[Required action] Return the lines below that contain "building".

(Point localization data)
───

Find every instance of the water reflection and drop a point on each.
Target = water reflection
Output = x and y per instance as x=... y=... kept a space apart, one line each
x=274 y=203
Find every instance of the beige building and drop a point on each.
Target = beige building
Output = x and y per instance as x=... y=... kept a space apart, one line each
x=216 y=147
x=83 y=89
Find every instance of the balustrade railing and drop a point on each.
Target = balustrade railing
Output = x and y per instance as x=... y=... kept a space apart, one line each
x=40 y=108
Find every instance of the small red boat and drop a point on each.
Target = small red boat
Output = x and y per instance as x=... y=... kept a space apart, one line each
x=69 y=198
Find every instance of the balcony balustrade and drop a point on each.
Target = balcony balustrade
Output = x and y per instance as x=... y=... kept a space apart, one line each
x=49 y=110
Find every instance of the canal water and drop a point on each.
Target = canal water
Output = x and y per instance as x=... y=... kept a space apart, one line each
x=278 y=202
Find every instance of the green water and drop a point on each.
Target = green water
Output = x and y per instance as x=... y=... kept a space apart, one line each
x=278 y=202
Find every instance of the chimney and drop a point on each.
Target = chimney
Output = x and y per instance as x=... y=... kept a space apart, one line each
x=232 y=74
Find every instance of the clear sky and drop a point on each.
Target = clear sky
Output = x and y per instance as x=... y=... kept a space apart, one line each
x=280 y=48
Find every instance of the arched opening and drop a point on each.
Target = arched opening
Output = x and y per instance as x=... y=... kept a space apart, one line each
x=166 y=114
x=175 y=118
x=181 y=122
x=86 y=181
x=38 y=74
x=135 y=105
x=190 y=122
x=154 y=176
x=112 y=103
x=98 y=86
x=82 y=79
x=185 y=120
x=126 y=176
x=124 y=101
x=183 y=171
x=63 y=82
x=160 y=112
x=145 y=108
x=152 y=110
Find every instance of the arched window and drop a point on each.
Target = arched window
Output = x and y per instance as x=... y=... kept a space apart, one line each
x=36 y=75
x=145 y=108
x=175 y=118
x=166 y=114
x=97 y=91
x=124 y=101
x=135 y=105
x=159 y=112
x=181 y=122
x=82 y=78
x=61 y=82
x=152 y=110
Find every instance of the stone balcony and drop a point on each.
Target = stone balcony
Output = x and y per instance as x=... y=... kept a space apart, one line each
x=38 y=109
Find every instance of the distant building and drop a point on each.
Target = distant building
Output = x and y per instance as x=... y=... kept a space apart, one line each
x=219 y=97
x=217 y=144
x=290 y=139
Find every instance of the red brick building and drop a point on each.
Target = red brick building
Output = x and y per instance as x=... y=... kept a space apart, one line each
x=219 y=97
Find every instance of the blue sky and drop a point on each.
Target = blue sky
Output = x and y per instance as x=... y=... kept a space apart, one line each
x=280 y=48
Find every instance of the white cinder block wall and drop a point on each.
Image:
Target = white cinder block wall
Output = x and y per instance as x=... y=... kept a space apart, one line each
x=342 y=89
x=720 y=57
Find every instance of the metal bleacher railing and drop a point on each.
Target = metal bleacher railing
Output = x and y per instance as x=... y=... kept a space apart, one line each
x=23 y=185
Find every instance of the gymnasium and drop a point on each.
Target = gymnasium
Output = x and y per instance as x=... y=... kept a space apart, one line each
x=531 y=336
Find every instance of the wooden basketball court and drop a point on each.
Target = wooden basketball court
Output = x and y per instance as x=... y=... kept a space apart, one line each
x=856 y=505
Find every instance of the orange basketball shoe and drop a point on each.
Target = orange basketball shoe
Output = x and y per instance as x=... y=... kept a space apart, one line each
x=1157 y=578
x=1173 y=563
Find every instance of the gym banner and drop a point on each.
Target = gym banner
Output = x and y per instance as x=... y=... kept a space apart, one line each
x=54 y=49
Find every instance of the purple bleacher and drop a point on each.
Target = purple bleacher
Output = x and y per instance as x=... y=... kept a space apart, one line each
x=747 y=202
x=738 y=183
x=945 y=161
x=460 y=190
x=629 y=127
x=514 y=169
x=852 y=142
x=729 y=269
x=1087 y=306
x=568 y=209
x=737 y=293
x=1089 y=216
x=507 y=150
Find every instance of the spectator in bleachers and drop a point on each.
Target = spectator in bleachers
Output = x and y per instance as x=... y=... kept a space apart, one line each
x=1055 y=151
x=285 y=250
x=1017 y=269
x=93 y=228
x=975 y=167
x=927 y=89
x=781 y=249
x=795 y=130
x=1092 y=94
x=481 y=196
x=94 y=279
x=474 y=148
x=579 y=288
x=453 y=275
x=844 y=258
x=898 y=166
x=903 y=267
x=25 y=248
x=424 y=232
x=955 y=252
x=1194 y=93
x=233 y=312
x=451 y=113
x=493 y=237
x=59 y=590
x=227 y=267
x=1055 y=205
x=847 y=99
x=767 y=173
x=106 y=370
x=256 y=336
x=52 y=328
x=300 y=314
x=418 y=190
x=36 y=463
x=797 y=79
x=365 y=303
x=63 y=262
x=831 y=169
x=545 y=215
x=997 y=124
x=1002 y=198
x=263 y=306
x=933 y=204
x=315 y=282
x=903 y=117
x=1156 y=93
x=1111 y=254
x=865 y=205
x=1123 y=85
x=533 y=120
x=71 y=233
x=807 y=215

───

[Problem solution]
Find every instance of the beige building and drop a point on each.
Target = beige building
Find every instance of the distant building and drop a point on each.
Target = distant building
Find every instance of the red brick building and drop a point on each.
Target = red brick building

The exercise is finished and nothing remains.